▶ [Excerpted data]

************

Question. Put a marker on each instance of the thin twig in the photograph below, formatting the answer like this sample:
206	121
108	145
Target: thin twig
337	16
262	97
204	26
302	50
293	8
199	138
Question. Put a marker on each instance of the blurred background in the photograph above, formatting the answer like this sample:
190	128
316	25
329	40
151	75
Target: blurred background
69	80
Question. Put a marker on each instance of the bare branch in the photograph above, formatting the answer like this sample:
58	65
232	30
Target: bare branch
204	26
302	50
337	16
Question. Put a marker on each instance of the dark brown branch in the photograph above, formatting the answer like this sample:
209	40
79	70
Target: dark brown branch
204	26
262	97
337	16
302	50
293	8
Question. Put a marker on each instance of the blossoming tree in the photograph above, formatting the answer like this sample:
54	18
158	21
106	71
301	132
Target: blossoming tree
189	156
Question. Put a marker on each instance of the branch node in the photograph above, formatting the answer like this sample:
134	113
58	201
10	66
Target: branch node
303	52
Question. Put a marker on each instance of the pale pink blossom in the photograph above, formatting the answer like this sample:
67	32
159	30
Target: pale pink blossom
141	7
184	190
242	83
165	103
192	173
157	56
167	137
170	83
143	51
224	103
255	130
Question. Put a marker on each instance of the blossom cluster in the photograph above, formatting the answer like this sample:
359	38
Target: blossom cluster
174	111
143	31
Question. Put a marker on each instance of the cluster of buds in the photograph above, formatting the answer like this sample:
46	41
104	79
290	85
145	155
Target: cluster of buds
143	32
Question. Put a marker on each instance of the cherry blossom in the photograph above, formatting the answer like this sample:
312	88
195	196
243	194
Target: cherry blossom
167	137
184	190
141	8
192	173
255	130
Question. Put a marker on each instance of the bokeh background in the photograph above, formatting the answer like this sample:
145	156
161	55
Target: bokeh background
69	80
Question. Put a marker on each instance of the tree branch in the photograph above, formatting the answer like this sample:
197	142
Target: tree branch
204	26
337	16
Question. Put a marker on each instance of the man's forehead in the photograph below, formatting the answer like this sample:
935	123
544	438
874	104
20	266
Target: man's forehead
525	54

************

▶ [Problem] Output each record exactly, leaving nothing out.

▶ [Completed task]
Question. Put a marker on each instance of the thin twig in the photograph below, formatting the answer like this sample:
206	121
108	145
Target: thin twig
337	16
262	97
204	26
302	50
293	8
199	138
Question. Put a marker on each instance of the blurred background in the photograph above, formatting the answer like this sample:
190	128
316	25
329	40
151	75
Target: blurred background
69	80
Question. Put a marker on each instance of the bare branch in the photograph above, formatting the answer like this sample:
58	65
232	30
Target: bare branch
204	26
302	50
337	16
Question. Put a marker on each instance of the dark brown branch in the photograph above, formatting the answer like this sample:
209	40
79	70
Target: dark brown branch
204	26
262	97
337	16
302	50
293	8
Question. Put a marker on each instance of the blossoming tree in the photograph above, formatting the answer like this sample:
54	18
158	21
106	71
301	132
Target: blossoming tree
189	156
Question. Put a marker on each instance of the branch node in the photograph above, formatting the answer like this sample:
134	113
58	201
10	66
Target: branch node
303	52
Question. Put a marker on each instance of the pale pink blossom in the photograph above, formatting the answer like this sample:
67	32
159	30
Target: pale pink blossom
141	7
184	190
242	83
165	103
192	173
157	56
167	137
170	83
143	51
224	103
255	130
Question. Put a marker on each instance of the blossom cluster in the photograph above, formatting the answer like this sample:
359	38
Target: blossom cluster
174	111
143	31
Question. Put a marker on each instance of the cluster of buds in the photograph above, formatting the answer like this sample:
46	41
104	79
290	85
145	155
Target: cluster of buds
143	32
Question. Put a marker on each instance of the cherry blossom in the photograph above, formatting the answer like this sample:
312	88
195	196
243	194
Target: cherry blossom
167	137
184	190
141	8
192	173
255	130
Question. Put a marker on each instance of the bokeh background in the photograph above, formatting the answer like this sample:
145	156
161	55
Target: bokeh background
69	80
Question. Put a marker on each instance of the tree branch in the photograph above, formatting the answer like this sample:
197	142
Target: tree branch
204	26
337	16
Question. Put a marker on each instance of the man's forehead in the photograph below, formatting the answer like this sample:
935	123
544	438
874	104
20	266
Target: man's forehead
525	54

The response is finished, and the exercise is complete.